JOB
Count the lines of the records below that contain the word "moss" and give only that number.

[Object point labels]

--- Start ---

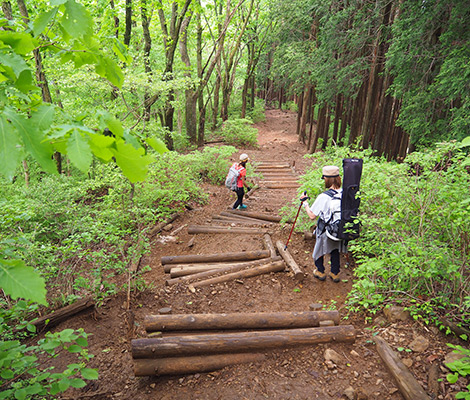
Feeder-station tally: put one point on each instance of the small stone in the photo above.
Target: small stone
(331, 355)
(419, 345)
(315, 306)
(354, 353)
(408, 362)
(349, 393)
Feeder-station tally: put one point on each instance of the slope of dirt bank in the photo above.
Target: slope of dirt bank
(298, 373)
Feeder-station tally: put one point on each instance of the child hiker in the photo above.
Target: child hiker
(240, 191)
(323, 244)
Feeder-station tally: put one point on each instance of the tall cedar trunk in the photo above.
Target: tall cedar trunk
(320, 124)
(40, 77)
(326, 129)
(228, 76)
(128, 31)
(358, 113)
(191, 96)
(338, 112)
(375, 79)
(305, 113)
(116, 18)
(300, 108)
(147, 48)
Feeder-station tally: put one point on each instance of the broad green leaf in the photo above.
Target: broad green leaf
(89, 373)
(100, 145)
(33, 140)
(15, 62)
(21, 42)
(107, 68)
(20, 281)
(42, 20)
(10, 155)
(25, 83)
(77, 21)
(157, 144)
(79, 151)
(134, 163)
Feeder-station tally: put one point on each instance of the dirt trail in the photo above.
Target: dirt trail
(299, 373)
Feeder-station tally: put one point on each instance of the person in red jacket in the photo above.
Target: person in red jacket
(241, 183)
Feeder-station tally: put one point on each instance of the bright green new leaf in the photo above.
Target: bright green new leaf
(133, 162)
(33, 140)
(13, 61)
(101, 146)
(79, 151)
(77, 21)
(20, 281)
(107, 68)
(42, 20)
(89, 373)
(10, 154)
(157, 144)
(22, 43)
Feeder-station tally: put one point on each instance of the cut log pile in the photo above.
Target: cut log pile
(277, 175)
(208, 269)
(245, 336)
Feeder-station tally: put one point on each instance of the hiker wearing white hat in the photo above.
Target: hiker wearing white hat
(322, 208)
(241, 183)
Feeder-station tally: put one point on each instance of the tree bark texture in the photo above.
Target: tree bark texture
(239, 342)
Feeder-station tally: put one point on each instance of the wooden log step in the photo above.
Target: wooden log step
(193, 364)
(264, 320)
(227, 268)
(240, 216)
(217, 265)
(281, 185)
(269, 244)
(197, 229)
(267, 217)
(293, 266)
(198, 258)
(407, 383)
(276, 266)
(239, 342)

--- End ---
--- Start ---

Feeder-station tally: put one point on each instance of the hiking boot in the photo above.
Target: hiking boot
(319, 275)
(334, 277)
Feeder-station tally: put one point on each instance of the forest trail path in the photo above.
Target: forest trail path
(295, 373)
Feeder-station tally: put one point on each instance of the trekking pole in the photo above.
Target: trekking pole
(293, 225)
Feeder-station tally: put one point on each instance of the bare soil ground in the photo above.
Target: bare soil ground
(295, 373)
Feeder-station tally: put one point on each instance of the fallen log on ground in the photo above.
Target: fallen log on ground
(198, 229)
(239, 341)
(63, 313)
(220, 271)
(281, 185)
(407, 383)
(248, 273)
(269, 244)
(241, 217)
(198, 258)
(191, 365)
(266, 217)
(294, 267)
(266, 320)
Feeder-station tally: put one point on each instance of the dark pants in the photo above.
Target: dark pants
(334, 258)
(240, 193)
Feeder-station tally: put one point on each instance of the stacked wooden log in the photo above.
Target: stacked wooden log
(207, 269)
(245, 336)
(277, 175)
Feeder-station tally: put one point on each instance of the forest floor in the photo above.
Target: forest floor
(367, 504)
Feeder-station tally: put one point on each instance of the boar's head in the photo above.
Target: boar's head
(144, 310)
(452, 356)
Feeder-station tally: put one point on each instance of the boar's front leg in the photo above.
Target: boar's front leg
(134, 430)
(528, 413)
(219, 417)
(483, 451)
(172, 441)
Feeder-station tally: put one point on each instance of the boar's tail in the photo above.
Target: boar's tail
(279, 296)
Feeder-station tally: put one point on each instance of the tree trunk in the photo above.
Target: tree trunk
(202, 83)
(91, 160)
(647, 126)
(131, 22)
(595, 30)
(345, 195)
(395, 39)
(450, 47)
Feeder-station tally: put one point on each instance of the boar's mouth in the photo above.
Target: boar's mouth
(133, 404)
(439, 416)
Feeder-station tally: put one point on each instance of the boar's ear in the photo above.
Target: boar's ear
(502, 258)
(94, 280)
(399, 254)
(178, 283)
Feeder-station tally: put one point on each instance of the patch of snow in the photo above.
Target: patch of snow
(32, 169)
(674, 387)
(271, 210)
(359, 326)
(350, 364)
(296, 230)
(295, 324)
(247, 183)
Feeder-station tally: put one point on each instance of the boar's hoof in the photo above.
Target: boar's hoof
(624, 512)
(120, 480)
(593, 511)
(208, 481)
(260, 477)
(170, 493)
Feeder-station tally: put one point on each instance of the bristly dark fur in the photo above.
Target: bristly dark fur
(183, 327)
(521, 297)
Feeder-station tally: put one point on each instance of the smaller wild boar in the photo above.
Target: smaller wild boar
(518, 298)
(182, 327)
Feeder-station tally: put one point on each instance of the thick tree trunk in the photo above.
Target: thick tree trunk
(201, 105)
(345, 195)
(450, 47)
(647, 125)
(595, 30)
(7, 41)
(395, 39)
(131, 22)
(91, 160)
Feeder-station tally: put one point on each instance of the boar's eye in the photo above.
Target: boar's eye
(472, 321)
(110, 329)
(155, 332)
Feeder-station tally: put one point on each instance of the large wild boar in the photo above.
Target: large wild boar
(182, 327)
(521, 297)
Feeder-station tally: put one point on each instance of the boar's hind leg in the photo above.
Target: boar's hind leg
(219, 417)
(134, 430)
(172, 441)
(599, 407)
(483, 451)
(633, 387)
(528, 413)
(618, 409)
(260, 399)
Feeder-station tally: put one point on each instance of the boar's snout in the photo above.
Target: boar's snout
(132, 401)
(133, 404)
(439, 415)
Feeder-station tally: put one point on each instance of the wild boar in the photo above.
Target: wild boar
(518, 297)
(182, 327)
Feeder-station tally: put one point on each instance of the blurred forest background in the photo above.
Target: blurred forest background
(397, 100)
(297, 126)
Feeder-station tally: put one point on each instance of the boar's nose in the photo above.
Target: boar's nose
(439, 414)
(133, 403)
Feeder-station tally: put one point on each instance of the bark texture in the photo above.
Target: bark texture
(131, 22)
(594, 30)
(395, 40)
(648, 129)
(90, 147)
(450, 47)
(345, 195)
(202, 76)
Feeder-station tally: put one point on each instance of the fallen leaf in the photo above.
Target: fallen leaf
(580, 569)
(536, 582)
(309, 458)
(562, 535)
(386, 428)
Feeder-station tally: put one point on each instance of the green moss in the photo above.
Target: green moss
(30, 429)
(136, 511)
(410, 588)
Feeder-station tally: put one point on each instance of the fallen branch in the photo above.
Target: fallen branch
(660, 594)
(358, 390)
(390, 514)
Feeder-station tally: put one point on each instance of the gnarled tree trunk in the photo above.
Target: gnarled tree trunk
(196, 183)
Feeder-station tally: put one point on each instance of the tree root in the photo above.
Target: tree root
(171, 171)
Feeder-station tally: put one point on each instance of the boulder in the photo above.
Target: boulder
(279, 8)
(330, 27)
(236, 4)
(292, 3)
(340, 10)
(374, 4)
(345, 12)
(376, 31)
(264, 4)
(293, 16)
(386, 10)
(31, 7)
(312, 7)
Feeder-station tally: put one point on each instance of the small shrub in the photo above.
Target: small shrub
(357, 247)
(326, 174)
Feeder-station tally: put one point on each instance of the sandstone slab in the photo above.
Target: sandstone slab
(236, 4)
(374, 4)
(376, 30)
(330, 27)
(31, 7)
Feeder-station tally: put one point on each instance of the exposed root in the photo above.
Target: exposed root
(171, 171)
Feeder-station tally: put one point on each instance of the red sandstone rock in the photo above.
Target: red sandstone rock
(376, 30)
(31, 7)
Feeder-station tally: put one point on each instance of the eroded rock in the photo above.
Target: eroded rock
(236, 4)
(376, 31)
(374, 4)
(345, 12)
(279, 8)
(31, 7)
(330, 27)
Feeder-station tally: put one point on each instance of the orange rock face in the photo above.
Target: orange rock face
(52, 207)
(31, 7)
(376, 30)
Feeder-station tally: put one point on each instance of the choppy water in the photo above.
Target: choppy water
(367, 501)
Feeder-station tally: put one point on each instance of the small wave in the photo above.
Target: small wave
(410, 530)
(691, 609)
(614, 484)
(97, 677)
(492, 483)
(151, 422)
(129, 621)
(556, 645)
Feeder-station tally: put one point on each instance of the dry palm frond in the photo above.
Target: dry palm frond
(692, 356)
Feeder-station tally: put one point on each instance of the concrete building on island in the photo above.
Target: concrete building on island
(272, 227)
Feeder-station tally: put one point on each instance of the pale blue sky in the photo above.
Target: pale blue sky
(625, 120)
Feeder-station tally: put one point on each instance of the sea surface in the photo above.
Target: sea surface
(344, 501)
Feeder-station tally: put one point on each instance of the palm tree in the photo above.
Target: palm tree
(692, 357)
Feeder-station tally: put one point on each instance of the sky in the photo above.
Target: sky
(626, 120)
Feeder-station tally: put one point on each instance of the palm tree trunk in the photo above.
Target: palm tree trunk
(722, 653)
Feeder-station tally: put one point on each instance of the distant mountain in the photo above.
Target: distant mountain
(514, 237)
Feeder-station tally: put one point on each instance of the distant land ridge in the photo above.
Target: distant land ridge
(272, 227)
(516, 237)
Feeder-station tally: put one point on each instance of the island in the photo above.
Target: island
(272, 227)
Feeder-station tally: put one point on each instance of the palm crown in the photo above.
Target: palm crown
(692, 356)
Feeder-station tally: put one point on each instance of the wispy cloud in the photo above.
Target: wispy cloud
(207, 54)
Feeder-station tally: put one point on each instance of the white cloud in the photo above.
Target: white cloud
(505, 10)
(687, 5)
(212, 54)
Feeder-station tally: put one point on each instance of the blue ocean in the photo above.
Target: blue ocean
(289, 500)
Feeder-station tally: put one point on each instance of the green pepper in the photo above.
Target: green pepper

--- End ---

FINISHED TASK
2